[Begin Data records]
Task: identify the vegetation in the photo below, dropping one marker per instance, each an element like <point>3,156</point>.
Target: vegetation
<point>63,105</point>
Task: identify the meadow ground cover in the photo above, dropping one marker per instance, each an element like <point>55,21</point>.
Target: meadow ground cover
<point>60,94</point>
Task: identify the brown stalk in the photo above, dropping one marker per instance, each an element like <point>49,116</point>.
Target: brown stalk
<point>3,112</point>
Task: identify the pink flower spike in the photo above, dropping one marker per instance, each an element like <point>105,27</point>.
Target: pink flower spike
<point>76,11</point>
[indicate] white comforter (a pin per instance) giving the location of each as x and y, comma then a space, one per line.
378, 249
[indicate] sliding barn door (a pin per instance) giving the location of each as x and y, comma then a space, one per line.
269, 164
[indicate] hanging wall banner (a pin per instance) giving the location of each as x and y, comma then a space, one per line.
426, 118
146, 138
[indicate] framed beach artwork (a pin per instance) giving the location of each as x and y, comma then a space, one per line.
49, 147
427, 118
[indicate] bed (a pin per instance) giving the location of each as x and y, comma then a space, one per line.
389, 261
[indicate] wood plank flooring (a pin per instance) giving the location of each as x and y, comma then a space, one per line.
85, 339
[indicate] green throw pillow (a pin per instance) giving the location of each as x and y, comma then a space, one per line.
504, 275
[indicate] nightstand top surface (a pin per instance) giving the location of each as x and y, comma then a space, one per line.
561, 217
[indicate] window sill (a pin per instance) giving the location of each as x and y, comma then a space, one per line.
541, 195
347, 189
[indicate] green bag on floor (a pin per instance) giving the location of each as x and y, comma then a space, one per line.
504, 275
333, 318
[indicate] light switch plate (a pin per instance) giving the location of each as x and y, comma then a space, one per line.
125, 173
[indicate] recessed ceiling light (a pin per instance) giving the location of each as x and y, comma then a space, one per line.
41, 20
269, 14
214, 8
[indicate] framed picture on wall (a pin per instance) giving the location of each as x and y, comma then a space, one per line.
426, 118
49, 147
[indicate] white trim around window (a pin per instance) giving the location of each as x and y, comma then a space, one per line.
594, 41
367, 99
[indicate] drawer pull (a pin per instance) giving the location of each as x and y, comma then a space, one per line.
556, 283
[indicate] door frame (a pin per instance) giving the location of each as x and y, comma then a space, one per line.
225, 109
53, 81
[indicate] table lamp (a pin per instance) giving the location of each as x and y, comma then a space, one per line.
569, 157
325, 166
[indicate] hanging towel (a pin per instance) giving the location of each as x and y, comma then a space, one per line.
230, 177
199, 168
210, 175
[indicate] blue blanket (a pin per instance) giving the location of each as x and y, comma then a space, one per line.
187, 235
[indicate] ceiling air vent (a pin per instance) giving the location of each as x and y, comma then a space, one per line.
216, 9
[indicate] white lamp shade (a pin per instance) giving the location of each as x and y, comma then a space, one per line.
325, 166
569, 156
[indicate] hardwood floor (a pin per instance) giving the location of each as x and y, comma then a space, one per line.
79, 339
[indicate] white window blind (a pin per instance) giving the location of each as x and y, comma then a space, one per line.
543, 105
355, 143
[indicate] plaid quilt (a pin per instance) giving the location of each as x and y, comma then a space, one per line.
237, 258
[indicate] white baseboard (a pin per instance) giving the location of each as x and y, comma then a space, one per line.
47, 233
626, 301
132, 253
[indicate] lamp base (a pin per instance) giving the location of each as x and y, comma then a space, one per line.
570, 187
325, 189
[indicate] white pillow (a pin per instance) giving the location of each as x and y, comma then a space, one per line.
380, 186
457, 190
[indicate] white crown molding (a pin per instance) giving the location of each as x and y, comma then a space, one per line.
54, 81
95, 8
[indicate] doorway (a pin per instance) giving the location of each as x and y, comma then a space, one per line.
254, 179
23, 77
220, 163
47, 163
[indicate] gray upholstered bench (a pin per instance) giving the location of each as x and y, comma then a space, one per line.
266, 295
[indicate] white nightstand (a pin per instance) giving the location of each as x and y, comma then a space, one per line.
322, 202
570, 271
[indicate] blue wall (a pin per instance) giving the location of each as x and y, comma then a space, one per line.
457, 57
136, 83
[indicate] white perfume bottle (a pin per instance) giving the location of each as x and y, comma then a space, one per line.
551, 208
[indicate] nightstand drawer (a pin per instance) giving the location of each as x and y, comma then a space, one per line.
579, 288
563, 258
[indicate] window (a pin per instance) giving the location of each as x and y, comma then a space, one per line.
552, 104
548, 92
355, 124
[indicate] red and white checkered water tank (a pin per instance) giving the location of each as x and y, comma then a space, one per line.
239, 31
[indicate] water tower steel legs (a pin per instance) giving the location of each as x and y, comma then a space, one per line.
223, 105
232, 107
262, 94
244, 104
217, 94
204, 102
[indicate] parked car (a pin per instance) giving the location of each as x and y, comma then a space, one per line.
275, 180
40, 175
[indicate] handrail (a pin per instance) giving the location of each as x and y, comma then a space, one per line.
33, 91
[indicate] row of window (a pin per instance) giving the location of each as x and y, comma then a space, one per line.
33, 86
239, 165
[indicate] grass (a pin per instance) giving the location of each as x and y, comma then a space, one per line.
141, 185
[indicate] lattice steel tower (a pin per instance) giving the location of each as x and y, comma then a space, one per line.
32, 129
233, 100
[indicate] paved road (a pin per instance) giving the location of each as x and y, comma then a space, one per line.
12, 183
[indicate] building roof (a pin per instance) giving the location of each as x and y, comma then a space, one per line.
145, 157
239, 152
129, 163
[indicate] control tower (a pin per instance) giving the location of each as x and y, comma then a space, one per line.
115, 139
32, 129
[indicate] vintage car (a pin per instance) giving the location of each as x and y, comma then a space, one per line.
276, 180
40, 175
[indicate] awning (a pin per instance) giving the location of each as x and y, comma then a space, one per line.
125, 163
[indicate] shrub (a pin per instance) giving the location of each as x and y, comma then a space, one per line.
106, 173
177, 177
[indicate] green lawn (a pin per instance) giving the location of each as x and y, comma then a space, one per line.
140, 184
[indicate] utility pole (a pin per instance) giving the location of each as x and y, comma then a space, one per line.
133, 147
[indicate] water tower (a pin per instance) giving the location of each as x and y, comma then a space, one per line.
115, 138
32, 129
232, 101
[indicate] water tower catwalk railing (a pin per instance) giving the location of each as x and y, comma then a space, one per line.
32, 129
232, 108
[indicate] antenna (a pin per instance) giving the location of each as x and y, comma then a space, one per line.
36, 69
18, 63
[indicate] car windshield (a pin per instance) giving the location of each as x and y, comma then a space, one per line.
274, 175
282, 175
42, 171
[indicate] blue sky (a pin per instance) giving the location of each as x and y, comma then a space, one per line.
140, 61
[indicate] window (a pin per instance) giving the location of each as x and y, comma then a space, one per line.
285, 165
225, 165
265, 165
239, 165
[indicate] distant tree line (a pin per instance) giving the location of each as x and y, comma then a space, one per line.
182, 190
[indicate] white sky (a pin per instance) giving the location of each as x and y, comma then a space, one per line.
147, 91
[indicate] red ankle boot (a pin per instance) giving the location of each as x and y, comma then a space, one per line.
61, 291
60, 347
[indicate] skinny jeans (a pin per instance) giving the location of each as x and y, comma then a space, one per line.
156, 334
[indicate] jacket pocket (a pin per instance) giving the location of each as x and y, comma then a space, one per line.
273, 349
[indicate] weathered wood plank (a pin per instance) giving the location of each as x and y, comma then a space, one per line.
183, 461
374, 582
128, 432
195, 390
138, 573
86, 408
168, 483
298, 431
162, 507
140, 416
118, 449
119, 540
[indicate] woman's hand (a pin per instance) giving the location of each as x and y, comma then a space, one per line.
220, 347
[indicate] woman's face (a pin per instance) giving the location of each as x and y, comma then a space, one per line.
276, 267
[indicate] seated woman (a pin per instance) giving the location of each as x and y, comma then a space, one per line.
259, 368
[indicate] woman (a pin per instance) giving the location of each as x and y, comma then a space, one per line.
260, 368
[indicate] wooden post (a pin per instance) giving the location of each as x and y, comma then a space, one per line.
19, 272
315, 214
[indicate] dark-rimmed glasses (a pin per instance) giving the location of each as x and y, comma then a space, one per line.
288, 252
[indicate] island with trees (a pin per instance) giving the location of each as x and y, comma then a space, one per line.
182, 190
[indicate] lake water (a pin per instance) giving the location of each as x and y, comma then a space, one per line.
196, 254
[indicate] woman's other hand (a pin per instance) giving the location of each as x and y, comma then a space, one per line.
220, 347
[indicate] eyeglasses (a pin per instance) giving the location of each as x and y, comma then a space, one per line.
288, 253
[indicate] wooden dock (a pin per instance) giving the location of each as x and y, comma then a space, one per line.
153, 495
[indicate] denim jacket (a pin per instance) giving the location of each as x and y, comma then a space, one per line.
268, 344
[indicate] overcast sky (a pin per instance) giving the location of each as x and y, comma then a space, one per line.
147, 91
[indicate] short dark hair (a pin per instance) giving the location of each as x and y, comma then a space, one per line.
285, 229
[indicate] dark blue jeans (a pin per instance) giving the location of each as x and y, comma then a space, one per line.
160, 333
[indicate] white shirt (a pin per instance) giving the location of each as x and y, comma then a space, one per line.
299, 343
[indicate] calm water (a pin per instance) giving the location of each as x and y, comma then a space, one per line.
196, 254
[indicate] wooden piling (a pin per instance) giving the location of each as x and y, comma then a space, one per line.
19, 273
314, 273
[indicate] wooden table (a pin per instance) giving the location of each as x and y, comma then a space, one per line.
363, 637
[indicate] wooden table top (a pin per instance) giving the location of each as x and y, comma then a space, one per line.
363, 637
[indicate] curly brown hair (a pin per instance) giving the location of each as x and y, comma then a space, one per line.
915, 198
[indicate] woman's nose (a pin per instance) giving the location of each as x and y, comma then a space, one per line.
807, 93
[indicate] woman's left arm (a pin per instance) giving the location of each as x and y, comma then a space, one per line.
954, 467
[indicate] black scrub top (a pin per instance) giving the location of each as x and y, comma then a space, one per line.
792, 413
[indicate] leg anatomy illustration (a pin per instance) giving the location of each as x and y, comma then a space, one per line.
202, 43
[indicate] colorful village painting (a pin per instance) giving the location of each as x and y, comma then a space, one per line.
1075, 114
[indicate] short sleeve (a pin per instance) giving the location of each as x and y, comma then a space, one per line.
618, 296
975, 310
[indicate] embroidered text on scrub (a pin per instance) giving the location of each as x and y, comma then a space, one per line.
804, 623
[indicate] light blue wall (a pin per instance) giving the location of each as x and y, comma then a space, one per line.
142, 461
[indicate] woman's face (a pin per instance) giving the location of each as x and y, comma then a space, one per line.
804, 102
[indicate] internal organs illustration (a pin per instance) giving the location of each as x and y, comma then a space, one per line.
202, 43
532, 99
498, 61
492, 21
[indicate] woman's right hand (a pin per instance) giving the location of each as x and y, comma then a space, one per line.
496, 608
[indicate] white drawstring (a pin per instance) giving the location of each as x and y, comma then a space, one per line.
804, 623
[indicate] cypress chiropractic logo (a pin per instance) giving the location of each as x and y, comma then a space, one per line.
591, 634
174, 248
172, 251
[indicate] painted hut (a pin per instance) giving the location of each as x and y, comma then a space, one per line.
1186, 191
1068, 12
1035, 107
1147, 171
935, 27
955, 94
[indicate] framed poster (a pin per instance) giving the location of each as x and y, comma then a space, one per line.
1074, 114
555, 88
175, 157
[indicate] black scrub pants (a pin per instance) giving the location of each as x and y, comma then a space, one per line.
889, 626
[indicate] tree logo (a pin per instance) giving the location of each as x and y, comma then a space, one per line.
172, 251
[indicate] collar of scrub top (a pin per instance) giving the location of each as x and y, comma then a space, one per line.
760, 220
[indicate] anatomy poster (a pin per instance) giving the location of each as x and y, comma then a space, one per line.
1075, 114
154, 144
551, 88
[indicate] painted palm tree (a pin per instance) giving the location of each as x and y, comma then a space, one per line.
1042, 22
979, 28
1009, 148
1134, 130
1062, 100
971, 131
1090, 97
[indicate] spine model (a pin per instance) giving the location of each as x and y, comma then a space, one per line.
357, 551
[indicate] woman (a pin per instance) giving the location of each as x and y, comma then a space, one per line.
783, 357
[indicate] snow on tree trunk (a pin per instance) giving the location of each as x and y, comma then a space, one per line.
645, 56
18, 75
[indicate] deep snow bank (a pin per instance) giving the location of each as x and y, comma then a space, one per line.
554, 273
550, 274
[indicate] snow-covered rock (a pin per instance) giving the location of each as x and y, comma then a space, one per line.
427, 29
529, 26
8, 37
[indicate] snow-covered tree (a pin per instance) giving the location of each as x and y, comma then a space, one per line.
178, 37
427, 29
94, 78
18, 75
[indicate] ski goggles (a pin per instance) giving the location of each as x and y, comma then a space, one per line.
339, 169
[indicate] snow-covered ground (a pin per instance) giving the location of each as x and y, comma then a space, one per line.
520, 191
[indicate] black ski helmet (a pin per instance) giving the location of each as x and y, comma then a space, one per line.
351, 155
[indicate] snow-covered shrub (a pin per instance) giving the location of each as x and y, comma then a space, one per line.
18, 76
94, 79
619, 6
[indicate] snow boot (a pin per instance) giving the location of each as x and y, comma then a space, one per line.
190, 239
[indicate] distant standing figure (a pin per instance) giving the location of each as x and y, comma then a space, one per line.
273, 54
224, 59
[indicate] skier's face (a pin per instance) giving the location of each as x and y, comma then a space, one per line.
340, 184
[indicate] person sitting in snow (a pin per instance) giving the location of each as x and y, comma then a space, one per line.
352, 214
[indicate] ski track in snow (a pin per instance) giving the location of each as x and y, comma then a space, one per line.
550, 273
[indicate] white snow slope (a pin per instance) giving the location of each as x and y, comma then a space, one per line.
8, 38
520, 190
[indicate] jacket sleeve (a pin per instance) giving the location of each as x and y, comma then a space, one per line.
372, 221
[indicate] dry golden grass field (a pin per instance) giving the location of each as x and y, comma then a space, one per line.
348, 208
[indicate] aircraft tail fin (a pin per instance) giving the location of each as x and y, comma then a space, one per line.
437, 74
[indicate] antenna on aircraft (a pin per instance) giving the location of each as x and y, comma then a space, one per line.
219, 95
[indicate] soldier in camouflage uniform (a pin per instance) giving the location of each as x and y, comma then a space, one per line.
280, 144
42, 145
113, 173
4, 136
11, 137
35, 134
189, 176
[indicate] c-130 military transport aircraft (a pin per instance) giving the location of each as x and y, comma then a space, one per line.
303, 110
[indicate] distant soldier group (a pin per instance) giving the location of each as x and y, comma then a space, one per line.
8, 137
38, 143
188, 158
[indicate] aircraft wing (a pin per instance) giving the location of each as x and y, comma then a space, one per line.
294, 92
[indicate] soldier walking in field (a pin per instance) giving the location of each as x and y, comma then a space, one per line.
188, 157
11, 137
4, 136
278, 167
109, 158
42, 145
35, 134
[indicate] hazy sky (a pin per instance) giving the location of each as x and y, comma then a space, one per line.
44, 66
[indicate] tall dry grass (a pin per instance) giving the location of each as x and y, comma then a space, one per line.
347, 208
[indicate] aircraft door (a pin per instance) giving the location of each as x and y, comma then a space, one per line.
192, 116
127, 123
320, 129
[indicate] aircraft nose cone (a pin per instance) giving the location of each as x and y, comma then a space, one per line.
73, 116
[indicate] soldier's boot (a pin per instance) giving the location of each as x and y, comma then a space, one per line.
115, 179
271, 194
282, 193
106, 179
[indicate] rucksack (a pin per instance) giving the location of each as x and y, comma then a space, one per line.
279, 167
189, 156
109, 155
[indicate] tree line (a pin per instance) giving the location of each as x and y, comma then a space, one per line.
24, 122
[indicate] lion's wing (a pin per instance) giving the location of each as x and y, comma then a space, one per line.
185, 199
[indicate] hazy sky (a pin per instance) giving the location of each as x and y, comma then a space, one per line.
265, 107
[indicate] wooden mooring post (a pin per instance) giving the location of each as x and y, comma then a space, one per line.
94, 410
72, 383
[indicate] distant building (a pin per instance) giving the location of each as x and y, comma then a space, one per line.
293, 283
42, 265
[End Data records]
Stated exercise:
Reproduce the entries above from the first line through the line containing "<point>60,94</point>", both ends included, with every request kept. Offset each coordinate in the answers by -64, and leave the numbers in the requests unchanged.

Written response:
Task: identify the vegetation in the photo below, dropping one marker per instance, each an element like <point>3,156</point>.
Target: vegetation
<point>-1,41</point>
Task: identify the meadow ground cover in the photo above, dropping one marker per instance, each an element like <point>55,21</point>.
Target: meadow ground cover
<point>-4,30</point>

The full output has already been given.